[begin Exercise data]

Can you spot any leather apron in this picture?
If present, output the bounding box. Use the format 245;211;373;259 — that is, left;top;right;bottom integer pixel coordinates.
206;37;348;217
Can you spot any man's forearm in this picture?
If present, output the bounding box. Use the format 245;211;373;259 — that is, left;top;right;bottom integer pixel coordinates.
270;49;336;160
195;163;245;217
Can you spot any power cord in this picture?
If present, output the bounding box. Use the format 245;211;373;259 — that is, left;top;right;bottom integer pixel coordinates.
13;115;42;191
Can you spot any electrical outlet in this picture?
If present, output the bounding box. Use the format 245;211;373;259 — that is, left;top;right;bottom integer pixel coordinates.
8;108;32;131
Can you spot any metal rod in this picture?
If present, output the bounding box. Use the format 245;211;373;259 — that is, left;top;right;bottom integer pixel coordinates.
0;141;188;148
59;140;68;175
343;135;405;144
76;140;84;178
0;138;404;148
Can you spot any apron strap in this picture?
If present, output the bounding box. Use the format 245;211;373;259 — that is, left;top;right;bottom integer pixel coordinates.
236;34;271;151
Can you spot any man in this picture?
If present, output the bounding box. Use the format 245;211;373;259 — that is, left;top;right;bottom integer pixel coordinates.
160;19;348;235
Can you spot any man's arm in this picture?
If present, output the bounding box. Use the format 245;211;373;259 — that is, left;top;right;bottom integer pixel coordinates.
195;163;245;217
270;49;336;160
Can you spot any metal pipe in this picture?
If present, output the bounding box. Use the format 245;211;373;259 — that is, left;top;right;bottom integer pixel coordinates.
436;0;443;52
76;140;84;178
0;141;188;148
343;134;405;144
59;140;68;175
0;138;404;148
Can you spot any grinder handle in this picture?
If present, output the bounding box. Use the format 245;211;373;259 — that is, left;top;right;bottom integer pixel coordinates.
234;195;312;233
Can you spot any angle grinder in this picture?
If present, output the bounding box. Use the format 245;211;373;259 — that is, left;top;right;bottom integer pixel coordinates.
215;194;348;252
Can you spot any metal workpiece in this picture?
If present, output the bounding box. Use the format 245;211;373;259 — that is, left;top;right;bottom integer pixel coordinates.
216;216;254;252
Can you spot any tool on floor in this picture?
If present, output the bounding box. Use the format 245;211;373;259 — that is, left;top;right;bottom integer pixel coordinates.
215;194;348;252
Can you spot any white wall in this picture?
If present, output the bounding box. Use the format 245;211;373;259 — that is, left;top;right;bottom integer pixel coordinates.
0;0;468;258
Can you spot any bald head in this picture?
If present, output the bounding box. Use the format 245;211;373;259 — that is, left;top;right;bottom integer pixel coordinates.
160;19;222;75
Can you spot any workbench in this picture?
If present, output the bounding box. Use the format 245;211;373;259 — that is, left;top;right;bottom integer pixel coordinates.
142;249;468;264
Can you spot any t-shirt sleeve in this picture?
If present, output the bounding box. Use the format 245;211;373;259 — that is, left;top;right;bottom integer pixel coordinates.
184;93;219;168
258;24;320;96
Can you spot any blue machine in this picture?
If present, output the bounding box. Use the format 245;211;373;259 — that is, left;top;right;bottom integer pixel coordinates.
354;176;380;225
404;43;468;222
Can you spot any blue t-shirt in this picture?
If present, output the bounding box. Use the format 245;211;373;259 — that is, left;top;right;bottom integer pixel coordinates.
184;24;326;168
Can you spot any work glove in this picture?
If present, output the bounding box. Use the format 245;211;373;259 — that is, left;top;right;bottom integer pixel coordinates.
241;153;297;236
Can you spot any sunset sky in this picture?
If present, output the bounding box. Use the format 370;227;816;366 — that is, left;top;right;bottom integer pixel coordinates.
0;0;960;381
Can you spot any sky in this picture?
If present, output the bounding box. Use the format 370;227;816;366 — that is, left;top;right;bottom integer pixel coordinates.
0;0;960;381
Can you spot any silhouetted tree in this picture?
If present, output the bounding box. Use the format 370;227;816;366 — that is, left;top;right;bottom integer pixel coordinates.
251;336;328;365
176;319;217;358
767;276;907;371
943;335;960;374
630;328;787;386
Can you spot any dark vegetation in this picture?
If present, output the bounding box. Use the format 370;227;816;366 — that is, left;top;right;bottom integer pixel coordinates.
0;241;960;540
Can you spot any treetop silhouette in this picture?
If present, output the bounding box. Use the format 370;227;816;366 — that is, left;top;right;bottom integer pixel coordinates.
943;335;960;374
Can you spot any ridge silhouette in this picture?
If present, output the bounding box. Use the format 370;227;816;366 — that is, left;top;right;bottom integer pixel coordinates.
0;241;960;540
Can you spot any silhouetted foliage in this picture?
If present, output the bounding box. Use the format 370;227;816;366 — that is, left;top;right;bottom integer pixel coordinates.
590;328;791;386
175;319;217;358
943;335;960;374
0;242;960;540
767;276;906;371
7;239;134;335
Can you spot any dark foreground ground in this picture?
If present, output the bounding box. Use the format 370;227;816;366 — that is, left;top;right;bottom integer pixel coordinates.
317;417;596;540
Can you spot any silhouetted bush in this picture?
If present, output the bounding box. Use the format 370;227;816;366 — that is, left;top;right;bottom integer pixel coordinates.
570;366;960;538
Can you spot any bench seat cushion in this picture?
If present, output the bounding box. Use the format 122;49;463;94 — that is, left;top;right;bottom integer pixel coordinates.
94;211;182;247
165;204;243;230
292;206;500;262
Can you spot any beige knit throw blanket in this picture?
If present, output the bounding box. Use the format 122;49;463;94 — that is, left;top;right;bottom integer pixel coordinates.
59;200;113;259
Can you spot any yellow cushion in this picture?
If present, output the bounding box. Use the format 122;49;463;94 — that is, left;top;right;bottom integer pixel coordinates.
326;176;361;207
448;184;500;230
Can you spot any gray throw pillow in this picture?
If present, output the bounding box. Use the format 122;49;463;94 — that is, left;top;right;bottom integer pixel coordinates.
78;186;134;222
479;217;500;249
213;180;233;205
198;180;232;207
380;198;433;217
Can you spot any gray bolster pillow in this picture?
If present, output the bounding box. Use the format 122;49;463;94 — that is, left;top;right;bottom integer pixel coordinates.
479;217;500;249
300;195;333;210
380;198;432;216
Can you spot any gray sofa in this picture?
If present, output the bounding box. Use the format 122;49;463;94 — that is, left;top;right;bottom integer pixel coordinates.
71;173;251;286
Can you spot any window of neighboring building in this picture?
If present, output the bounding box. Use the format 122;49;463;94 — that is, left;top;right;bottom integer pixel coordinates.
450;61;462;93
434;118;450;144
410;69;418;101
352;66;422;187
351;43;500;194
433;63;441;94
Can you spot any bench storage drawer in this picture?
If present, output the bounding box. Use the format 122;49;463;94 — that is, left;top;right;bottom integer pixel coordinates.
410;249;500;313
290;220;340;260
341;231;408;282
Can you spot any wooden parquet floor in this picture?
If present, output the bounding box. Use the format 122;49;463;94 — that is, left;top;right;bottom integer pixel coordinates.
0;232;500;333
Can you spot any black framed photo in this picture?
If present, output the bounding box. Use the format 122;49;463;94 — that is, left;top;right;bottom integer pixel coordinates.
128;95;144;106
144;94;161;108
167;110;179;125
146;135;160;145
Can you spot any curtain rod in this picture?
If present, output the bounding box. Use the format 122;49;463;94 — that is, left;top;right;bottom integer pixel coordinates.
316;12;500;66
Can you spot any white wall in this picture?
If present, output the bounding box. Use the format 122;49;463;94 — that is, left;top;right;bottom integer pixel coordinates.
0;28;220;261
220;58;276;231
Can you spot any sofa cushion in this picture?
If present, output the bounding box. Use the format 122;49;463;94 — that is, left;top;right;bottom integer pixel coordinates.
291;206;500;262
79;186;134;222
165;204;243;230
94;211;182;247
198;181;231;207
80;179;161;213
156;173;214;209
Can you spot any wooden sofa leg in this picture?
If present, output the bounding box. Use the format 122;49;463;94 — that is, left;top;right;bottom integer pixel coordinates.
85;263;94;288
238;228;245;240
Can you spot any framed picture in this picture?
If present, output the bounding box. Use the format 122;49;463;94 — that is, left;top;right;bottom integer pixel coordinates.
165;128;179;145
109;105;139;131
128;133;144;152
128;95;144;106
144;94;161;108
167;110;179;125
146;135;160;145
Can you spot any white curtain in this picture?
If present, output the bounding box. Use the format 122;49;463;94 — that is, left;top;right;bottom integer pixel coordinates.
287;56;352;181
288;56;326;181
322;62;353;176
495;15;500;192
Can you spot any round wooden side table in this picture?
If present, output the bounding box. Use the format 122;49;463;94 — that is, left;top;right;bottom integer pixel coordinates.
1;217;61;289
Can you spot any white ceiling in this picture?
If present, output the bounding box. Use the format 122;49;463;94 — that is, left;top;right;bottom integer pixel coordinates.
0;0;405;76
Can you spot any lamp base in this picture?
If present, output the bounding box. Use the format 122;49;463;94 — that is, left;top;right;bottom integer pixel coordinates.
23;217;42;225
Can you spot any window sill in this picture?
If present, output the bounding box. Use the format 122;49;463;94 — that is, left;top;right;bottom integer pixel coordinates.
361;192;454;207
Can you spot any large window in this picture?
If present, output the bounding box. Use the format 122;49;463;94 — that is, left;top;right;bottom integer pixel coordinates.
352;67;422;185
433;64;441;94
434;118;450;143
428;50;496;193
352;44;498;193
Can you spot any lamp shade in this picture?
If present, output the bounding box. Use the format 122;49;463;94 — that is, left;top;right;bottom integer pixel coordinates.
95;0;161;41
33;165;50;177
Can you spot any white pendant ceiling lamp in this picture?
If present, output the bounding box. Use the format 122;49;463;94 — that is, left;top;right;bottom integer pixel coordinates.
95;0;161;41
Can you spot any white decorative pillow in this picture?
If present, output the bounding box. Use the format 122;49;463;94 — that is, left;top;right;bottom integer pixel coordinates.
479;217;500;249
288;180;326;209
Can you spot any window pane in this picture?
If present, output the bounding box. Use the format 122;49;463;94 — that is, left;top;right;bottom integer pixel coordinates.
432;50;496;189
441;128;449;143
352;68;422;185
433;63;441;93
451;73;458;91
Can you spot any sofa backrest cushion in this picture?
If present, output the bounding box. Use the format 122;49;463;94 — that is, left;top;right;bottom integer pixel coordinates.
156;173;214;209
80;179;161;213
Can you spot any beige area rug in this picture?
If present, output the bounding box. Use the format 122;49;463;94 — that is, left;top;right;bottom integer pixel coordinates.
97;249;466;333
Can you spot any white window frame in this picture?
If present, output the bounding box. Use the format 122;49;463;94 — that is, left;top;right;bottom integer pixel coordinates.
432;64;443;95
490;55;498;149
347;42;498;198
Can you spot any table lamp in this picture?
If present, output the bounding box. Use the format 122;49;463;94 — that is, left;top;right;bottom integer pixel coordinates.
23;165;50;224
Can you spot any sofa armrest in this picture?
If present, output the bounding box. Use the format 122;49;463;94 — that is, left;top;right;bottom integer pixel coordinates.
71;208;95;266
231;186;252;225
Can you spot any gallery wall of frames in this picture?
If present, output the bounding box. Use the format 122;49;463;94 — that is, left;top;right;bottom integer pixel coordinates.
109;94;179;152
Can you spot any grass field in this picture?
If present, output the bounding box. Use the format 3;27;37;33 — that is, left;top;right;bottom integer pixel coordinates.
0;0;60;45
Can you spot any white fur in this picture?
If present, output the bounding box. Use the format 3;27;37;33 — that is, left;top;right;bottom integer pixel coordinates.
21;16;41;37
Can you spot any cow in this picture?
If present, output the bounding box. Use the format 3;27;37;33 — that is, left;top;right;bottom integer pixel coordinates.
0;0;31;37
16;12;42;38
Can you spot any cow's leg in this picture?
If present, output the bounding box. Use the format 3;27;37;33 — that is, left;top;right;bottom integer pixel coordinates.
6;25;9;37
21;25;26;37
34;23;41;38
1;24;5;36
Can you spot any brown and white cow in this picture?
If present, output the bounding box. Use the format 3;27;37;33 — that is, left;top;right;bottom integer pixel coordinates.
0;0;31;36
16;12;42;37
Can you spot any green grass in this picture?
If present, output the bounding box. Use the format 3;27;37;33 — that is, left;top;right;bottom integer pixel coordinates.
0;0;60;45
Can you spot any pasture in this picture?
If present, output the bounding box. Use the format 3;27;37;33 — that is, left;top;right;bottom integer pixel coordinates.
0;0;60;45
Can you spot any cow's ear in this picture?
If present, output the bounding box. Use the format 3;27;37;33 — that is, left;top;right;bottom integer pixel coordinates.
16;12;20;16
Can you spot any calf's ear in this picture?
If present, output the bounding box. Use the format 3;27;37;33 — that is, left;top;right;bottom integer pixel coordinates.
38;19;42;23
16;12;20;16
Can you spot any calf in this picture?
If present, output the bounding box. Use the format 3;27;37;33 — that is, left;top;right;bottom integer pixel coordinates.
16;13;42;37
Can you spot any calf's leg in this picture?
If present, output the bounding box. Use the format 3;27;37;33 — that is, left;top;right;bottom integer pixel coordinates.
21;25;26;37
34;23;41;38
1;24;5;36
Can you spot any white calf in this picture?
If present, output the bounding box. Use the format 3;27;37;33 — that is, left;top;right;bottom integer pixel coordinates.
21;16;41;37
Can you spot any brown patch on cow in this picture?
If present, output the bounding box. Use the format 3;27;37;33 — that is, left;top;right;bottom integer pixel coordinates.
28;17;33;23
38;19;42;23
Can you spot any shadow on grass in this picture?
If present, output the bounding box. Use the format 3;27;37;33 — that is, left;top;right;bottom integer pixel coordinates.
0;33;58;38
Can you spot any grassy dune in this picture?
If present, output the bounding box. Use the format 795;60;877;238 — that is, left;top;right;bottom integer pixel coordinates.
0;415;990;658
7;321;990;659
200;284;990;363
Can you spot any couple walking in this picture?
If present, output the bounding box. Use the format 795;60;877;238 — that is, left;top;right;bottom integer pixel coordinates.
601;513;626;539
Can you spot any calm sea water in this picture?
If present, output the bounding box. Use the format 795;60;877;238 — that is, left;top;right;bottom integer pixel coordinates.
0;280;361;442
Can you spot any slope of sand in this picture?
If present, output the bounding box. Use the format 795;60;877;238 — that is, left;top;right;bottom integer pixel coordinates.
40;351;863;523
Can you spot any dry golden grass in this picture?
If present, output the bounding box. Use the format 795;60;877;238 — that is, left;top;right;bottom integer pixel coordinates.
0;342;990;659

[end Exercise data]

■ Aim of the exercise ■
Give back exactly the lines running from the line containing "Can you spot any calm" through the end of the material above, both included, and nothing beyond them.

■ Solution to the problem ■
Can you spot any calm sea water in this picture?
If present, output the bounding box. Use the format 795;60;877;238 — that is, left;top;right;bottom integer pixel coordinates.
0;280;361;442
Can you spot any slope of sand in this picture?
If present, output the bounding box. Use the format 795;60;877;238 — that is, left;top;right;bottom integer pixel coordinates.
40;351;863;523
Can you spot any dry golden grass in this picture?
If present, output the bounding box. Use the format 795;60;877;238 — that is, left;top;right;bottom integer pixel coordinates.
0;342;990;659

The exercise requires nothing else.